* _抜粋文_
════

2018年05月27日 10時00分更新

文● 池澤あやか 取材● 中山智 編集● 三宅/ASCII

プログラミングほぼ未経験の女子中学生と一緒にmicro:bitのプログラミングに挑戦してみた!

こんにちは、池澤あやかです。

2020年からの小学校プログラミング必修化に向け、日本でもプログラミング教育のあり方について、しばしば話題にあがるようになりました。

プログラミング教育において最も大切なことは、教育の過程で「プログラミングは楽しい!」という認識を子どもたちが自然に持てる環境をつくることだと思います。

「プログラミング、少し齧ったことあるけど挫折した」という経験をお持ちの方の中には、初めて触れるプログラミング言語が難しすぎてついていけなかったという方も多いのではないでしょうか。

つい先日、私は「これなら誰でも楽しくプログラミングを学べるのでは?」と感じるあるモノと出会いました。それが「micro:bit」というイギリス生まれの教育用マイコンボードです。

イギリスでは、さまざまなプログラミング教育用のサービスやツールが生まれ、実際の教育現場で使われています。micro:bitもそのひとつ。

クレジットカードよりも小さいサイズの可愛らしいプリント基板は、小さいのにかなり多機能で、25個のLED、2つのボタンスイッチ、加速度センサー、磁気センサー、無線通信機能が搭載されています。

プログラミング環境もブロックモジュールを組み合わせる、いわゆるビジュアルプログラミング形式で記述することができるため、プログラミングについて特別な知識がなくてもプログラムを書くことができます。

また、イギリス生まれでありながら、プログラミング環境は日本語にも対応しているため、英語が読めなくても簡単にアルゴリズムを構築することができます。

↑micro:bitのエディタ(外部リンク)

プログラミングにあまりなじみのない中学生にとって、micro:bitはどれくらいのレベル感なのか

実際にmicro:bitのプログラミングはどれくらいのレベル感なのか。プログラミングにはそれなりに慣れ親しんでいる私ではちょっと判断しにくいので、今回はプログラミング初心者の女子中学生に試してもらうことにしました。実は、私の所属事務所の後輩です!

↑今回協力してくれる、高橋菜加ちゃん。中学1年生で、第8回東宝シンデレラオーディションのファイナリスト。

池澤:菜加ちゃんはプログラミングはしたことあるんだっけ?

菜加ちゃん:2~3回だけなんですけど、小学校6年生の授業の中で、自分でゲームをつくりました。パソコンでエンターを押したら、キャラクターが動き出したり、音が出たりするようにしました。

池澤:ということはScratchをつかってゲームをつくったことがあるんだね! プログラミングってどんなイメージを持ってる?

菜加ちゃん:難しそう。

池澤:今回は、micro:bitって基板に触れてみようと思うんだけど。

菜加ちゃん:うーん。小学校のころに理科の先生がPC分解したものを展示していたので、そのときにこういうのは見たことあるかも。

【光るネームバッチのプログラミングにチャレンジ】

まずはmicro:bitに慣れてもらうために、表面のLEDに自分の名前を表示するだけの簡単なプログラムを組んでもらいます。

════

* _データ_
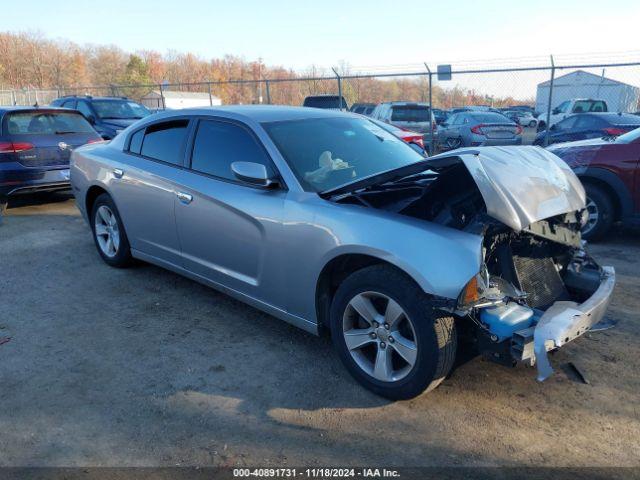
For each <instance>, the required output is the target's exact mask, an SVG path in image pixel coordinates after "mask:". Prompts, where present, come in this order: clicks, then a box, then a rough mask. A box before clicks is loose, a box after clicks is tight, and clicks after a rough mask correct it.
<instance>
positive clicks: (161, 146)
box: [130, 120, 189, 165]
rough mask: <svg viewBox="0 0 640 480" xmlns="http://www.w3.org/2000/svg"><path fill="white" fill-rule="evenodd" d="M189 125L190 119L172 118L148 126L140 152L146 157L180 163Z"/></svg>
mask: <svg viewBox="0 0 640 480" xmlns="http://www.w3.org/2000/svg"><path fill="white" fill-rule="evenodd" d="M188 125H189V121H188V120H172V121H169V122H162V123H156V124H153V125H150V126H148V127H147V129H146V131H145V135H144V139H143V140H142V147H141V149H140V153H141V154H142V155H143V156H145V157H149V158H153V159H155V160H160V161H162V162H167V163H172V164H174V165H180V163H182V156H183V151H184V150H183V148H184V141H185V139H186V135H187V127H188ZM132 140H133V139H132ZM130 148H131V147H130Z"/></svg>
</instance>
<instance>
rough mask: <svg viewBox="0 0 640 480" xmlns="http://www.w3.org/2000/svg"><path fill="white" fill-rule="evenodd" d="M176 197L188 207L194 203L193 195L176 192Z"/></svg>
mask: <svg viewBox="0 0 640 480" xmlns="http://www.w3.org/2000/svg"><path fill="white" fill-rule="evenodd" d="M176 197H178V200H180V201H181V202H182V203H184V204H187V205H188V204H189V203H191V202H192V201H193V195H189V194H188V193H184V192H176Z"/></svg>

════

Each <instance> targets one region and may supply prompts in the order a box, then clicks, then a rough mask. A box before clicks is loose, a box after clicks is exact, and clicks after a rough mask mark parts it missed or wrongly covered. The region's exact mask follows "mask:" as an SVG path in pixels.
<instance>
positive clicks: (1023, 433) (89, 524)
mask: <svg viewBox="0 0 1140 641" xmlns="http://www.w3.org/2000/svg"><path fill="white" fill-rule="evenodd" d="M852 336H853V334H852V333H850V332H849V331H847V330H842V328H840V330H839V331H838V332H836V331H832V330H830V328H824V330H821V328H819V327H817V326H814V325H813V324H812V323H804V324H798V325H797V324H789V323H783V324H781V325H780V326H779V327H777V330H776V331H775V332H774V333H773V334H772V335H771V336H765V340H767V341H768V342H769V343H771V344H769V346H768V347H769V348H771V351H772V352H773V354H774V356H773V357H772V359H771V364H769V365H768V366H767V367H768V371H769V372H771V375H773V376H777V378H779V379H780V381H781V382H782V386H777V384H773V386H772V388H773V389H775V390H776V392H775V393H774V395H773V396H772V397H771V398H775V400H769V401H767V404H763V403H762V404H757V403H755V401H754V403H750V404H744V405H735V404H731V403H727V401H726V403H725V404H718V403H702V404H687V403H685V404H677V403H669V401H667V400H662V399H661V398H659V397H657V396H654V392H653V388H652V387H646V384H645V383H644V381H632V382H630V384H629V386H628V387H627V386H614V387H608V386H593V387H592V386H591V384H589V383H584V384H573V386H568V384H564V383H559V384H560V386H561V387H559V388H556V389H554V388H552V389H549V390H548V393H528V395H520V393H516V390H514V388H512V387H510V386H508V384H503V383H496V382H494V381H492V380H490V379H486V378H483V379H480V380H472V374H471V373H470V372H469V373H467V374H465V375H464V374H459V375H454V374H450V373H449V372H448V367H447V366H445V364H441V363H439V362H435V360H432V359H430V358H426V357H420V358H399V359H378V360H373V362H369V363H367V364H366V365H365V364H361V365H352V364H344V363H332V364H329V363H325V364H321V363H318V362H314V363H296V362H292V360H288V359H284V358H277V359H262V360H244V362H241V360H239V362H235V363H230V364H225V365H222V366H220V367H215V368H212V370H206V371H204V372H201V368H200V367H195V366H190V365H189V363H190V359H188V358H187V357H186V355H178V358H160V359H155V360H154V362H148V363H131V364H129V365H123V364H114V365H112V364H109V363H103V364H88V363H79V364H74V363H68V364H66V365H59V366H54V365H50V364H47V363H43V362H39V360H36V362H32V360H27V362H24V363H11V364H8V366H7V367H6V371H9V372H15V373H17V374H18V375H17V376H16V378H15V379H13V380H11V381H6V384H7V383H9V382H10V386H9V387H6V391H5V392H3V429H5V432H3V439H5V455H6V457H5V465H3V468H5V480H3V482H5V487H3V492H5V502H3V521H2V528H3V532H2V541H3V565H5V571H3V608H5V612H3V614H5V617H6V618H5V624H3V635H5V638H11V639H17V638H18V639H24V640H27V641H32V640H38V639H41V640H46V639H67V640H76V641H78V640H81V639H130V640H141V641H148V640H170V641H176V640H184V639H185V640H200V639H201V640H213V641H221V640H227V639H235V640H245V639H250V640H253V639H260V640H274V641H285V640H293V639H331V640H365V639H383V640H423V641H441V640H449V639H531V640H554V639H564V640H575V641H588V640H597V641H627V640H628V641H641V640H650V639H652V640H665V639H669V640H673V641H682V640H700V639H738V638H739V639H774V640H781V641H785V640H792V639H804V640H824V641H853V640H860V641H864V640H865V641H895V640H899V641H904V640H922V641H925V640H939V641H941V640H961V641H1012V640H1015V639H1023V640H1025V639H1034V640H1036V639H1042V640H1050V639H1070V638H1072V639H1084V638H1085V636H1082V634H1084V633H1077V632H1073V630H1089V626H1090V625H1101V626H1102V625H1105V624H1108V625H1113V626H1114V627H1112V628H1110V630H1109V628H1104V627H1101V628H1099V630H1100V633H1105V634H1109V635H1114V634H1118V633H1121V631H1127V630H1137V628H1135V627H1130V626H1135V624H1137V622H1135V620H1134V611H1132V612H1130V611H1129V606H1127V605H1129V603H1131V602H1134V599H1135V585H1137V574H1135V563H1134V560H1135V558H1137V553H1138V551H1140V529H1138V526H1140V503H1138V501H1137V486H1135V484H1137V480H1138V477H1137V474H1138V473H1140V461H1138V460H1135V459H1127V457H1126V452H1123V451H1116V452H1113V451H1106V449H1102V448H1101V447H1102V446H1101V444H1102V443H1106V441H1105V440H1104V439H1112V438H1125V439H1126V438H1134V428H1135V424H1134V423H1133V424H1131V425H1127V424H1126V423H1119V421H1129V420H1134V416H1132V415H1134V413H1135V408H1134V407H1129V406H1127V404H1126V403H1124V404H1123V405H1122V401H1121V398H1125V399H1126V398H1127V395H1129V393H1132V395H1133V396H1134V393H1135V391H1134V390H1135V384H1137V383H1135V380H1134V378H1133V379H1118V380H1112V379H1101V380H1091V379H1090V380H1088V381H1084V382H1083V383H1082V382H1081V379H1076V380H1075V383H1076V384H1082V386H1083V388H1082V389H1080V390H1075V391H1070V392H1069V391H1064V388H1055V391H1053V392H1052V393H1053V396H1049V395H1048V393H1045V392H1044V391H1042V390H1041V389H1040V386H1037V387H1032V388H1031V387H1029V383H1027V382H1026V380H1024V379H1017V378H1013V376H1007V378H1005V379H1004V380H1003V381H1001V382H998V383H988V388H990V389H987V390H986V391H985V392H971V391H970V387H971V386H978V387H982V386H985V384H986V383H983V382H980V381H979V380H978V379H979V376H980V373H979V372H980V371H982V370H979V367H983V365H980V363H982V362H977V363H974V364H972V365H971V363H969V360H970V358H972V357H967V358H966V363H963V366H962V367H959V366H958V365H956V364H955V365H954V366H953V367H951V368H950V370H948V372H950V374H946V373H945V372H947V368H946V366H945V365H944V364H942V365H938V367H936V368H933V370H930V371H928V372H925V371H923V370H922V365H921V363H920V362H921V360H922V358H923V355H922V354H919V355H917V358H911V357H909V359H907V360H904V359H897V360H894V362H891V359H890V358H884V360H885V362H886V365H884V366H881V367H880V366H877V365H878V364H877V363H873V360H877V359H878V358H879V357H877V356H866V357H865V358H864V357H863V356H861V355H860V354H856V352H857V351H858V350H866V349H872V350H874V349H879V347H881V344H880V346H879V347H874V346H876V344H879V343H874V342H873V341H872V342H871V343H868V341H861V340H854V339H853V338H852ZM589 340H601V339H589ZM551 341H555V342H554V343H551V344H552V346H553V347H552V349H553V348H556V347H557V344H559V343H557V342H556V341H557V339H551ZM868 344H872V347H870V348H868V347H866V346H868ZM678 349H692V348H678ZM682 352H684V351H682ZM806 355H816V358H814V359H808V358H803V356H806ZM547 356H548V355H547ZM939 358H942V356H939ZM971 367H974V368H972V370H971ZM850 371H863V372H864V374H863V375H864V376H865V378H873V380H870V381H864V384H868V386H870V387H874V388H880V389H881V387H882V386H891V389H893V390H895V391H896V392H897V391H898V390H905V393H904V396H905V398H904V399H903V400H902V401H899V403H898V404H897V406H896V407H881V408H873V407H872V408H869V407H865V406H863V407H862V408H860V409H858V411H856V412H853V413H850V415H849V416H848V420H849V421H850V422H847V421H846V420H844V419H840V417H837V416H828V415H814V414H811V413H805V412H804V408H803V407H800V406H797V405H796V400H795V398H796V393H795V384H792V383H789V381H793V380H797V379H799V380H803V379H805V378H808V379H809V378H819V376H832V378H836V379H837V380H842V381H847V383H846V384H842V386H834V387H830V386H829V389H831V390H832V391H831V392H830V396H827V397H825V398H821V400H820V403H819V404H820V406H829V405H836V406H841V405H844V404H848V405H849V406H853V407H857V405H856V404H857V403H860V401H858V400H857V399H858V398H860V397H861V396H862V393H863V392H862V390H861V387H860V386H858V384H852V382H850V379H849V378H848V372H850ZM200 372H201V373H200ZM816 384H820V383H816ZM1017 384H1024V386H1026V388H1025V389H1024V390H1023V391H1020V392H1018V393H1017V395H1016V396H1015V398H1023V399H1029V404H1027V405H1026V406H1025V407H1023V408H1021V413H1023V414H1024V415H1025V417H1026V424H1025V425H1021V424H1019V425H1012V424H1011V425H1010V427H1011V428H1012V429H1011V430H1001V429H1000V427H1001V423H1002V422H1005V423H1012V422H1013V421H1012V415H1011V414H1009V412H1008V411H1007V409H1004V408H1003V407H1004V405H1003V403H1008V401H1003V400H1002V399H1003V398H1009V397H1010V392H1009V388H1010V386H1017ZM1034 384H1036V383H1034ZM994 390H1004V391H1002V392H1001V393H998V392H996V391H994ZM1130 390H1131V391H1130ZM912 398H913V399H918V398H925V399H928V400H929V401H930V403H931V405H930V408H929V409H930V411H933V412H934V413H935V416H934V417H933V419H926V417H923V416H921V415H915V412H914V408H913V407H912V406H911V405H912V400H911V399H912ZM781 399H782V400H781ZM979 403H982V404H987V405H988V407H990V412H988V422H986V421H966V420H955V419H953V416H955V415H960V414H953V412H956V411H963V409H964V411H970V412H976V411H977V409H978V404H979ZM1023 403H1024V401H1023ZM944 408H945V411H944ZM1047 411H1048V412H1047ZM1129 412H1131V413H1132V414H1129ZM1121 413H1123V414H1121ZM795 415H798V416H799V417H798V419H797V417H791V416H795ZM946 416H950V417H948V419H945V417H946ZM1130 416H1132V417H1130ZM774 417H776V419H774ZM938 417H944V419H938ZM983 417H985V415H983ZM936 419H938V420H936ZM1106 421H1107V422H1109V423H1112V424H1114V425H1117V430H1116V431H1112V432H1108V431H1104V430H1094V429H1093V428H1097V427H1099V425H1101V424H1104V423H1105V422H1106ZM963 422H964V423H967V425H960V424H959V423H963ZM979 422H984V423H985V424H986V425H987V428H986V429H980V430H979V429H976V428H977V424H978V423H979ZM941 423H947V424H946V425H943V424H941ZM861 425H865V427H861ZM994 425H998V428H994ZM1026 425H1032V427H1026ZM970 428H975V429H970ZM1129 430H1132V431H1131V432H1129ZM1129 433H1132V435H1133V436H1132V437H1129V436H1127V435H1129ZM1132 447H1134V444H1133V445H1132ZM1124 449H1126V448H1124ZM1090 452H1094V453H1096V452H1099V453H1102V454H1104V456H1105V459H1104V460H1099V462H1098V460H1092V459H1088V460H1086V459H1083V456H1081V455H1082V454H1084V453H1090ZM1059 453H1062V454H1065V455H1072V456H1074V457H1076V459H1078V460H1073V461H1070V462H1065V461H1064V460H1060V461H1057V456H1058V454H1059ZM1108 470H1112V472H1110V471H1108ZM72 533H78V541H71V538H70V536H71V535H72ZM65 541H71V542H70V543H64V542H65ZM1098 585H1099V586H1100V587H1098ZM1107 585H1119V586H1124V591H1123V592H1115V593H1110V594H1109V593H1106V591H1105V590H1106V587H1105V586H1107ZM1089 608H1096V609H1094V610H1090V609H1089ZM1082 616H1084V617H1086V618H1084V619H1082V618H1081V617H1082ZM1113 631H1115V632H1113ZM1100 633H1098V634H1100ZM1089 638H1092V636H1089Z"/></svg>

════

* _作業内容_
micro:bitの記事のうち、「プログラミング環境もブロック」という語句から書き始め、「池澤:菜加ちゃんはプログラミングはしたことあるんだっけ?」で止めて、その部分を一字一句変えずに書き出してください。 項目は別の出典から取ったものです。

* _解答_
プログラミング環境もブロックモジュールを組み合わせる、いわゆるビジュアルプログラミング形式で記述することができるため、プログラミングについて特別な知識がなくてもプログラムを書くことができます。

また、イギリス生まれでありながら、プログラミング環境は日本語にも対応しているため、英語が読めなくても簡単にアルゴリズムを構築することができます。

↑micro:bitのエディタ(外部リンク)

プログラミングにあまりなじみのない中学生にとって、micro:bitはどれくらいのレベル感なのか

実際にmicro:bitのプログラミングはどれくらいのレベル感なのか。プログラミングにはそれなりに慣れ親しんでいる私ではちょっと判断しにくいので、今回はプログラミング初心者の女子中学生に試してもらうことにしました。実は、私の所属事務所の後輩です!

↑今回協力してくれる、高橋菜加ちゃん。中学1年生で、第8回東宝シンデレラオーディションのファイナリスト。

池澤:菜加ちゃんはプログラミングはしたことあるんだっけ?